• **Work order**
Transcribe each entry. Change nothing.

• **Excerpts from a dataset**
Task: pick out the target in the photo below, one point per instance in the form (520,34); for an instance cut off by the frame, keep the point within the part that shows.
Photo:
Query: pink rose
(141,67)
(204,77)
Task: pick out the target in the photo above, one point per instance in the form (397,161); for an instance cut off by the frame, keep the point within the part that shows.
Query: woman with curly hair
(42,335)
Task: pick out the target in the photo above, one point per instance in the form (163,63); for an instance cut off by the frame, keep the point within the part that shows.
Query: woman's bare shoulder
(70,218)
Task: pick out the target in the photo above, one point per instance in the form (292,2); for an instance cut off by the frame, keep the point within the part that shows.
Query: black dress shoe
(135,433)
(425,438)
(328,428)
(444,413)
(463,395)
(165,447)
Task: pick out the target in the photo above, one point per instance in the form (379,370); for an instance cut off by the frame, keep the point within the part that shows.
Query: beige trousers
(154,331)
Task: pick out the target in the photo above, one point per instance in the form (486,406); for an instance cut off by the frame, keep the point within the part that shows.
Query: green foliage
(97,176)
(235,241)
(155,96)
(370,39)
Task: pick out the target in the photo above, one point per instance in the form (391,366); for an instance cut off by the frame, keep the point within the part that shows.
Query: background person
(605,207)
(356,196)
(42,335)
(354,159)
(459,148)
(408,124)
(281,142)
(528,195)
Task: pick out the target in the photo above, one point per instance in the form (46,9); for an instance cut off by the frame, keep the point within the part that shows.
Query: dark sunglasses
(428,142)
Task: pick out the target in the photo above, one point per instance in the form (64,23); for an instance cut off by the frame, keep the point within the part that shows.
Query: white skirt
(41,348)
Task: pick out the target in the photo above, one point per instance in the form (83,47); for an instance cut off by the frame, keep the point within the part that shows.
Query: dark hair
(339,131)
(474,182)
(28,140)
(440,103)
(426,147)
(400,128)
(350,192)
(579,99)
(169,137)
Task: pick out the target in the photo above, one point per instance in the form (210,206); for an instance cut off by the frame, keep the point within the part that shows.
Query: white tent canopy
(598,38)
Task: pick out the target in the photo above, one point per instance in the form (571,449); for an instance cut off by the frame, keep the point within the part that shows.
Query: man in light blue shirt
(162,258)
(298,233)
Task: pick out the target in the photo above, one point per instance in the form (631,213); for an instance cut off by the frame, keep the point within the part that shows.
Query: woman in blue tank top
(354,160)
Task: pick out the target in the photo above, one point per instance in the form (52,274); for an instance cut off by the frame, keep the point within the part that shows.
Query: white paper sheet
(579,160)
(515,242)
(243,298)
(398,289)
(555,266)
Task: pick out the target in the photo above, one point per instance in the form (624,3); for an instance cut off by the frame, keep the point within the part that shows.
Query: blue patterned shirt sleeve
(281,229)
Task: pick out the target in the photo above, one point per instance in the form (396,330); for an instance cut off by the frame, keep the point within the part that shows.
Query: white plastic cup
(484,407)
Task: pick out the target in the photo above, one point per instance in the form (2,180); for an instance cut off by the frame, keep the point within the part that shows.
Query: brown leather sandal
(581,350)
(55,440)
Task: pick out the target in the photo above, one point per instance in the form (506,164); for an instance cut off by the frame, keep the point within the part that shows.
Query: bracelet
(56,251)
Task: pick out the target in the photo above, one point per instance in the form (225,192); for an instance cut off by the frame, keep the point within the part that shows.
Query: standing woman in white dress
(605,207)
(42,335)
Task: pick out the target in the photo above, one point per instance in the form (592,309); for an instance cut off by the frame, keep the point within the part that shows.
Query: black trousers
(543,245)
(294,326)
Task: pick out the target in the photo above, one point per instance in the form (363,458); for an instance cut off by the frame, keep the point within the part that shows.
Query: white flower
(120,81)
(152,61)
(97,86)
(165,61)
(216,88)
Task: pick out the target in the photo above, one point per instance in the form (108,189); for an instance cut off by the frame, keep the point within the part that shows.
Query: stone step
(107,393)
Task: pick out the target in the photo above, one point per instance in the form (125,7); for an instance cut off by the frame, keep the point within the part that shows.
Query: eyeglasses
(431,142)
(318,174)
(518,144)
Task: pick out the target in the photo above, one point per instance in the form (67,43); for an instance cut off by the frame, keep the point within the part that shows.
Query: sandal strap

• **Answer to the problem**
Task: pick out the target in the photo below, one point per instance in the form (520,34); for an instance cut off by the frame, keep the point within the part that shows.
Photo:
Query: pink rose
(141,67)
(204,77)
Task: pick out the target in the photo above, one point per instance in the form (397,161); for an instance cut off by the frame, keep the point within the part that shows.
Query: woman with curly hair
(42,335)
Task: pick out the target in the photo above, one point per instance in the form (163,63); for an instance cut off by the frame, keep the point within the part that shows.
Query: woman's bare shoulder
(70,218)
Task: pick out the target in the photo above, one point per instance in the form (292,2); for an instance cut off by the frame, keep the point within the part that shows.
Query: black dress shoe
(135,433)
(425,438)
(328,428)
(444,413)
(463,395)
(165,447)
Task: pick out the target in the photo above, one point per instance in the form (379,370); for an instance cut off by the frame, keep the point within the part that shows.
Query: beige trousers
(154,331)
Task: pick out the target in the photo above, one point per instance in the form (486,406); for an instance cut off by the frame, keep the point within the part that shows.
Query: green foliage
(97,176)
(235,241)
(155,96)
(370,39)
Task: pick out the target in the photo above, one point per instance in the form (391,366); for an instance cut off by the frame, keep the point within the part that shows.
Query: background person
(605,207)
(356,196)
(42,335)
(354,159)
(459,148)
(408,124)
(281,142)
(528,195)
Task: pick out the target in the photo above, one point per instance in the form (46,9); for an instance cut off by the frame, keep the point within the part that shows.
Query: dark sunglasses
(428,142)
Task: pick out the target in the photo above, one point per instance in the form (64,23); for an instance cut off by the frame, keep the point within the part that shows.
Query: white skirt
(41,348)
Task: pick out the target in the photo above, one point per instance in the form (83,47); for an instance cut off by the frame, keep the point within the part that shows.
Query: dark hair
(339,131)
(474,182)
(28,140)
(440,103)
(426,147)
(400,128)
(350,192)
(579,99)
(169,137)
Task: pick out the target in the photo above, one point per instance in the form (210,206); for an instance cut off by the frame, keep the point within the part that shows.
Query: white tent canopy
(598,38)
Task: pick out the target in the photo above, one point per instance in the form (571,449); for an instance cut off by the frame, keep the point within the part that shows.
Query: man in light blue shirt
(162,258)
(298,233)
Task: pick out the target in the photo above, one point per instance in the form (631,213); for an instance cut off by the frame, keep the point within the part that shows.
Query: woman in blue tank top
(354,160)
Task: pick out the target in the photo above, one point per instance in the form (52,274); for an instance cut off by the frame, keep the point within the part that shows.
Query: white paper sheet
(579,160)
(515,242)
(243,298)
(398,289)
(555,266)
Task: pick out the target in the photo above, one point per instance in the form (624,3); for an instance cut off by the frame, keep the point within the part that shows.
Query: blue patterned shirt sleeve
(281,229)
Task: pick out the target in the photo above, one point per instance in the form (396,330); for an instance cut off by the frame, keep the point within the part that shows.
Query: white plastic cup
(484,407)
Task: pick out the target in the photo above, one point per instance in the form (2,180); for an instance cut off by the frame, keep the point within the part that shows.
Query: brown leather sandal
(581,350)
(55,440)
Task: pick out the target in the photo above, one point per instance in the form (506,164); for an instance cut off by the frame, keep the point within the part that shows.
Query: bracelet
(56,251)
Task: pick out the target in the photo above, one point per instance in the form (225,192); for an instance cut off by the frame, keep the point within the part that shows.
Query: standing woman in white dress
(605,207)
(42,335)
Task: pick out the target in the photo above, one point per instance in the form (592,309); for an instance cut off by the frame, keep the point within the part that shows.
Query: black trousers
(543,245)
(294,326)
Task: pick out the target in the photo above, one point per instance in the form (363,458); for an instance cut off by the frame, keep the point within the part that shows.
Query: white flower
(120,81)
(152,61)
(97,86)
(165,61)
(216,88)
Task: pick out the target in the photo above, one point per instance in the form (108,189); for an instance cut off by the frame, keep the point within the part that shows.
Query: stone step
(107,393)
Task: pick out the target in the photo above, one point per instance in the form (125,7); for an instance cut off by the frame, keep the point within the part that shows.
Query: eyeglasses
(431,142)
(318,174)
(518,144)
Task: pick out the target in the photo above, one point per instance in the form (67,43); for an instance cut off by the frame, keep the point within the part that shows.
Query: sandal strap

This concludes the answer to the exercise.